* _Required work_: Reproduce the data verbatim, from its beginning through the line containing "column 363, row 109", with both ends included. Leave out the pictures.

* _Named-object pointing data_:

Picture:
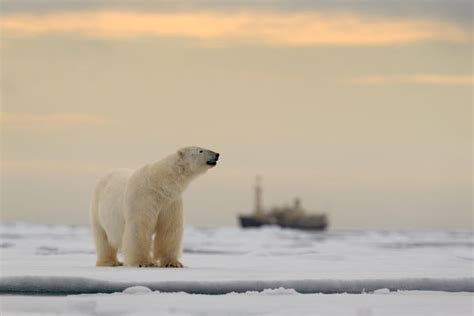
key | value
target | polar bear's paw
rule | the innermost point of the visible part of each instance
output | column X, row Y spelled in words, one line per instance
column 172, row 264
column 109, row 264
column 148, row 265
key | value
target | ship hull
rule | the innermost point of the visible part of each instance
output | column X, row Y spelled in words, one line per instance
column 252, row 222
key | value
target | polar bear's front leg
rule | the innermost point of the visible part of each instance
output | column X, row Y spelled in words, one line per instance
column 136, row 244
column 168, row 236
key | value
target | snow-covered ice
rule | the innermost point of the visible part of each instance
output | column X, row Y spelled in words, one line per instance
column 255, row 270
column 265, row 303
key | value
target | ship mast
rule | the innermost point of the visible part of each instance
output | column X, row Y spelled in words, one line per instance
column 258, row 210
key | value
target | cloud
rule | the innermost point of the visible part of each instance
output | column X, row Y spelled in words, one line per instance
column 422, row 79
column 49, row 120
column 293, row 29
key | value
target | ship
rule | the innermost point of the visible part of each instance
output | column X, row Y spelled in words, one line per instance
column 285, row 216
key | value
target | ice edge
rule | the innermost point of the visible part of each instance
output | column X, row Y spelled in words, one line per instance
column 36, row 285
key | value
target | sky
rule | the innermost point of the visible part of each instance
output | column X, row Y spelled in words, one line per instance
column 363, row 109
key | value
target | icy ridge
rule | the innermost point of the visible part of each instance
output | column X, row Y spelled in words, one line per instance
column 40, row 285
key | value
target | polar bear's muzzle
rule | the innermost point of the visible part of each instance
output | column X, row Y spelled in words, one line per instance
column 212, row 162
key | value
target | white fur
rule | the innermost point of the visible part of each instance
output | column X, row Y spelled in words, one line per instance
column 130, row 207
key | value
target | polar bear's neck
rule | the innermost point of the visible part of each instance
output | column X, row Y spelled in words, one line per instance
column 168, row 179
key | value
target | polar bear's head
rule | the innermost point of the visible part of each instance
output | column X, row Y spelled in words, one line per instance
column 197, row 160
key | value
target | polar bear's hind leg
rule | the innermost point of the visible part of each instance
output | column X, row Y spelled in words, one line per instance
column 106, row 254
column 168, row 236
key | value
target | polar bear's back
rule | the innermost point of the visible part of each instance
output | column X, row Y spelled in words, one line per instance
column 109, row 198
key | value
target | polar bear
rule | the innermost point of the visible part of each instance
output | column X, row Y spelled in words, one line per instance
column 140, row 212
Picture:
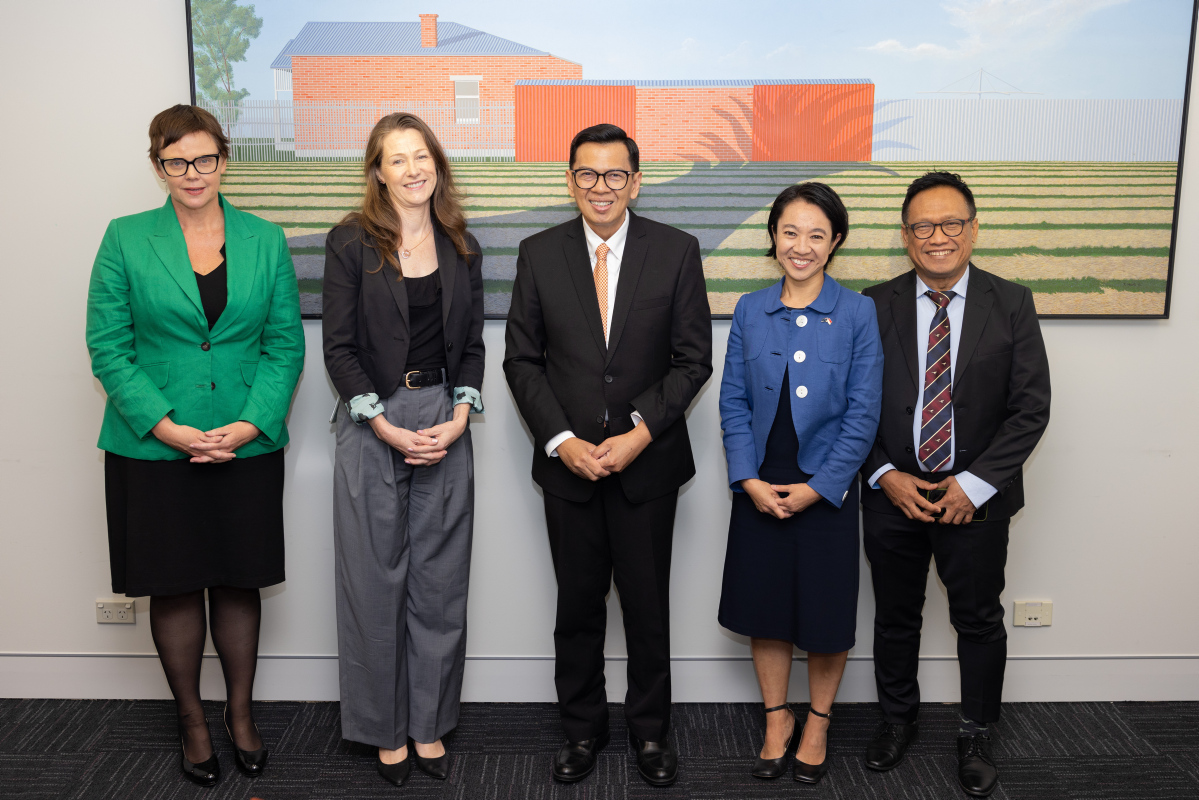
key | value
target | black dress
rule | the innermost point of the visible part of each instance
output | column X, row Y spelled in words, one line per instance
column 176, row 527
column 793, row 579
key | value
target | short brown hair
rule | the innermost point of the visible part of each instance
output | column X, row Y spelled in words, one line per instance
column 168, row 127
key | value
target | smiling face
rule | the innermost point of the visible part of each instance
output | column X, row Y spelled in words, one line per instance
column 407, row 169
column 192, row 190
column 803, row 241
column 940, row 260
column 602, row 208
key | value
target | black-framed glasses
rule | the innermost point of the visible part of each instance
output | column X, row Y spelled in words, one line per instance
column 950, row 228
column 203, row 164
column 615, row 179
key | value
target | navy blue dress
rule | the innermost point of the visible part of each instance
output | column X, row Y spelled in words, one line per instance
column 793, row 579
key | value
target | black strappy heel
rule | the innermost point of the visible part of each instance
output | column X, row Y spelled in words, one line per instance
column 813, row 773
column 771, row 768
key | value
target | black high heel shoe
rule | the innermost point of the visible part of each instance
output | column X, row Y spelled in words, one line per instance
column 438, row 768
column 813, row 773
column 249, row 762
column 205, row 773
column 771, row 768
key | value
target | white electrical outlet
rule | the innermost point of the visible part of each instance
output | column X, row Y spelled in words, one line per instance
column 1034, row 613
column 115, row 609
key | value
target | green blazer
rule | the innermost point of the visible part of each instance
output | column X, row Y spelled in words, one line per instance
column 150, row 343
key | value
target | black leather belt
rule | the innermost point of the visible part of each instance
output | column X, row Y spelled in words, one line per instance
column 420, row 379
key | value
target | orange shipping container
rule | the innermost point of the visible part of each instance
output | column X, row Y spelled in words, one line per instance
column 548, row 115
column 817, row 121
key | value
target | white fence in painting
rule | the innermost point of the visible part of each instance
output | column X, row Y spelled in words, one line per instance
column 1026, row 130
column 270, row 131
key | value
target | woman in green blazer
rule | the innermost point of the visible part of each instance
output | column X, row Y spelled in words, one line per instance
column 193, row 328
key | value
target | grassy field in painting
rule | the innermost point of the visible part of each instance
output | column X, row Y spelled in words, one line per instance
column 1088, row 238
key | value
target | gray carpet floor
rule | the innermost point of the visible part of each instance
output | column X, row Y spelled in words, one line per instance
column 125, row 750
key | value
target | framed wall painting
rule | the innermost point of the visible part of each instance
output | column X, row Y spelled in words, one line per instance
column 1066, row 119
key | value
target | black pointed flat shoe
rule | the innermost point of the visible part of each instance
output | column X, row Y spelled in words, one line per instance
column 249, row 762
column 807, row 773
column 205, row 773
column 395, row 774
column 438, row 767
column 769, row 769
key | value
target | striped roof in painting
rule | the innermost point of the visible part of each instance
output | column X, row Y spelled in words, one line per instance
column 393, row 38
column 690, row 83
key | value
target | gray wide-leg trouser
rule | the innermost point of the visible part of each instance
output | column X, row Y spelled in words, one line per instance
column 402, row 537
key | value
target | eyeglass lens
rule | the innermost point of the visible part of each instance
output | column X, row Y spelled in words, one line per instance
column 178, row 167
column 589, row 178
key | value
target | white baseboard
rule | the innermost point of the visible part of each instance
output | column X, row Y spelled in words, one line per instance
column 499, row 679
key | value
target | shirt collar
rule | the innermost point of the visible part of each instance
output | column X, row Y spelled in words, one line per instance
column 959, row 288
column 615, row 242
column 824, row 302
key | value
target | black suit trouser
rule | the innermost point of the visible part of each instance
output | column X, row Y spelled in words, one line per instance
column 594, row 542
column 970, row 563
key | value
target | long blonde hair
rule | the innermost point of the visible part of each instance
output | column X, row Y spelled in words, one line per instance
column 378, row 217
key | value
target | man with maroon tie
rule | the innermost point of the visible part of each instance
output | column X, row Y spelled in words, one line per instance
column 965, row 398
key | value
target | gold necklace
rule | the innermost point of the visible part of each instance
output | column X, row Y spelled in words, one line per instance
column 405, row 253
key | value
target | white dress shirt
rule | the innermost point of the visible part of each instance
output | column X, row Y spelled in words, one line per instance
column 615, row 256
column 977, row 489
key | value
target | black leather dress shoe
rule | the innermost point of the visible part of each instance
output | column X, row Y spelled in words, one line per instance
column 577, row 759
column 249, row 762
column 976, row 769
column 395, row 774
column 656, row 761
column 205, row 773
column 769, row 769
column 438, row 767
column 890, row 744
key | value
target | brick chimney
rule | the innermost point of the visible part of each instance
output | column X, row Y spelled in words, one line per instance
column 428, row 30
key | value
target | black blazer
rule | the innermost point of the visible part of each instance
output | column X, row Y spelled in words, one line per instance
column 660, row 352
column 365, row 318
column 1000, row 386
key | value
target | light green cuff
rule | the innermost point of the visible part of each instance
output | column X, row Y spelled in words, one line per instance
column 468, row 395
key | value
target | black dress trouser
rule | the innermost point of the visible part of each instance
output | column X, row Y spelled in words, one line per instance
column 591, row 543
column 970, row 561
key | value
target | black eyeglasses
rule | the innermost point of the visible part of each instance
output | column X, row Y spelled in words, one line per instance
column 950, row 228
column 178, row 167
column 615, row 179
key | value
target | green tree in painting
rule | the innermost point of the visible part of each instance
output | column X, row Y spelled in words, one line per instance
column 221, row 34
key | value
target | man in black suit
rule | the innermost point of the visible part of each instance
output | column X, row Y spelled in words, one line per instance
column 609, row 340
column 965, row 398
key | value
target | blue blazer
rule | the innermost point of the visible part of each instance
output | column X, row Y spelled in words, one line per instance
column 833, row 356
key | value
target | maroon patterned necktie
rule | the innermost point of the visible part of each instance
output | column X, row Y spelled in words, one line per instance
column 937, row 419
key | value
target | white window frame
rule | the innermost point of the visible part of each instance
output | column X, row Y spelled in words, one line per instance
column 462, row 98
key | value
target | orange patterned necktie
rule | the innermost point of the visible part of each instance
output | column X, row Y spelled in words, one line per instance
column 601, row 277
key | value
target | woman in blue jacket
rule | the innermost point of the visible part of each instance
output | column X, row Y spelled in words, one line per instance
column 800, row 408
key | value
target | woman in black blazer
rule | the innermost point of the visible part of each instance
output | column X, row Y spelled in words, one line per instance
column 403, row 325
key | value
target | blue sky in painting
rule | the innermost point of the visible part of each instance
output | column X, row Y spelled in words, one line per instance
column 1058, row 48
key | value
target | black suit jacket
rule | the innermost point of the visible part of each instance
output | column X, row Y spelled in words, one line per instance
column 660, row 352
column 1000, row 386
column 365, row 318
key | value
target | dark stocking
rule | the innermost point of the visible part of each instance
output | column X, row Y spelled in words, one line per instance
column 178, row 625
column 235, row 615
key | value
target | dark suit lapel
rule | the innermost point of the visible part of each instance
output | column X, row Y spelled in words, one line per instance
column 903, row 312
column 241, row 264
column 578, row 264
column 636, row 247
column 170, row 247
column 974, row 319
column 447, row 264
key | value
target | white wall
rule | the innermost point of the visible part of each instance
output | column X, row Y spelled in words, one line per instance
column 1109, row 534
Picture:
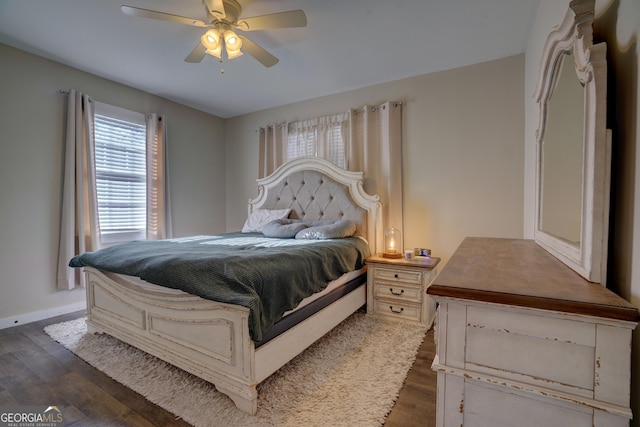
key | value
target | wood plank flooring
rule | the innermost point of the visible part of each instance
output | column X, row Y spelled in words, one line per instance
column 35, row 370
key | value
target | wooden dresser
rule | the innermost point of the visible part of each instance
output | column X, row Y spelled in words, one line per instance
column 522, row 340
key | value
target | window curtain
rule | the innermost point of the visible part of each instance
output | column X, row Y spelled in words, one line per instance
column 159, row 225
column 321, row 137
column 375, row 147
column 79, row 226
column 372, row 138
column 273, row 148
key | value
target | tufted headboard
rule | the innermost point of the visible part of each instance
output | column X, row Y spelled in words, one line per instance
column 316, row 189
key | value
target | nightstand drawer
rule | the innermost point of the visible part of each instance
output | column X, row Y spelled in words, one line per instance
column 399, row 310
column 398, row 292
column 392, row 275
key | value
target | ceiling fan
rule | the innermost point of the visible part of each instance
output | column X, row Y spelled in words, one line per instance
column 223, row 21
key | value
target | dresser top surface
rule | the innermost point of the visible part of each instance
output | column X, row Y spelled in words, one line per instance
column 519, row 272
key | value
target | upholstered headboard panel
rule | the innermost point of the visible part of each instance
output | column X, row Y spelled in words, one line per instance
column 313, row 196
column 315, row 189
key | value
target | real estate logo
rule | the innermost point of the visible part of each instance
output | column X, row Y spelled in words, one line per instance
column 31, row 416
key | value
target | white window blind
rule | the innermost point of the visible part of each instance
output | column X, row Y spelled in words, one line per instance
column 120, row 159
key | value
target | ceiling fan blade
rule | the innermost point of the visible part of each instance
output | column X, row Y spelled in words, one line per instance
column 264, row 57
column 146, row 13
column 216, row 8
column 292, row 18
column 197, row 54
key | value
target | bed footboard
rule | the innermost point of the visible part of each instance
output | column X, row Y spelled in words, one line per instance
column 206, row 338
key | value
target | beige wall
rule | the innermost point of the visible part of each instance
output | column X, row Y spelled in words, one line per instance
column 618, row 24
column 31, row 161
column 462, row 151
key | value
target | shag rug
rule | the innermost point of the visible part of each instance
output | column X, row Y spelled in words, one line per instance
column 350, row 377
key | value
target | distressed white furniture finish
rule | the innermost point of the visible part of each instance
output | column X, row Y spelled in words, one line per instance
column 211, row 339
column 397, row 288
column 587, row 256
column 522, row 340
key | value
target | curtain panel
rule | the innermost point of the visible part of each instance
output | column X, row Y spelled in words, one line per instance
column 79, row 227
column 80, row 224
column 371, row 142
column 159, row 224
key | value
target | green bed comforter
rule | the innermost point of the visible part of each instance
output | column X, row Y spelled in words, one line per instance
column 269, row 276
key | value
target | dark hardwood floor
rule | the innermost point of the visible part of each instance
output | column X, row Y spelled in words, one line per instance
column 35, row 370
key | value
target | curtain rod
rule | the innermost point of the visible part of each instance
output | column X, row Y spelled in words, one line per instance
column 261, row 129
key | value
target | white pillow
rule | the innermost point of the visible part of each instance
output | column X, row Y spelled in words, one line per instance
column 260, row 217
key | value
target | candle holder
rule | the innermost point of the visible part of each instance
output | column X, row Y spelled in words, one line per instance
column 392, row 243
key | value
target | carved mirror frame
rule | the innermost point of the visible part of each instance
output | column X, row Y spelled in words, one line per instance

* _Reply to the exercise_:
Picture:
key | value
target | polar bear's paw
rule | the innermost point of the visible part of each instance
output | column X, row Y spelled in words, one line per instance
column 172, row 264
column 109, row 264
column 148, row 265
key | value
target | ship hull
rule | the innermost point of the visible part of each instance
output | column X, row Y spelled in words, one line per instance
column 252, row 222
key | value
target | polar bear's front leg
rule | the innermost point of the visible part of each instance
output | column X, row Y spelled in words, one line per instance
column 136, row 244
column 168, row 236
key | value
target | snow-covered ice
rule | the innermost point of the visible part of each instance
output | column X, row Y spelled in words, one line per instance
column 255, row 270
column 265, row 303
key | value
target | ship mast
rule | the innermost point of the visible part of each instance
output | column X, row Y spelled in words, one line per instance
column 258, row 210
key | value
target | cloud
rule | the innermost point of the visible part of each instance
output | column X, row Y spelled in words, one line per instance
column 422, row 79
column 49, row 120
column 293, row 29
key | value
target | ship
rule | the innermost point of the visible part of each instance
output | column X, row Y spelled in words, one line per instance
column 285, row 216
key | value
target | ice edge
rule | the innermost point of the visible part of each instance
output | column X, row Y spelled in words, one line per instance
column 36, row 285
key | value
target | sky
rule | the innermost point of the visible part of each instance
output | column X, row Y spelled in words, one line per instance
column 363, row 109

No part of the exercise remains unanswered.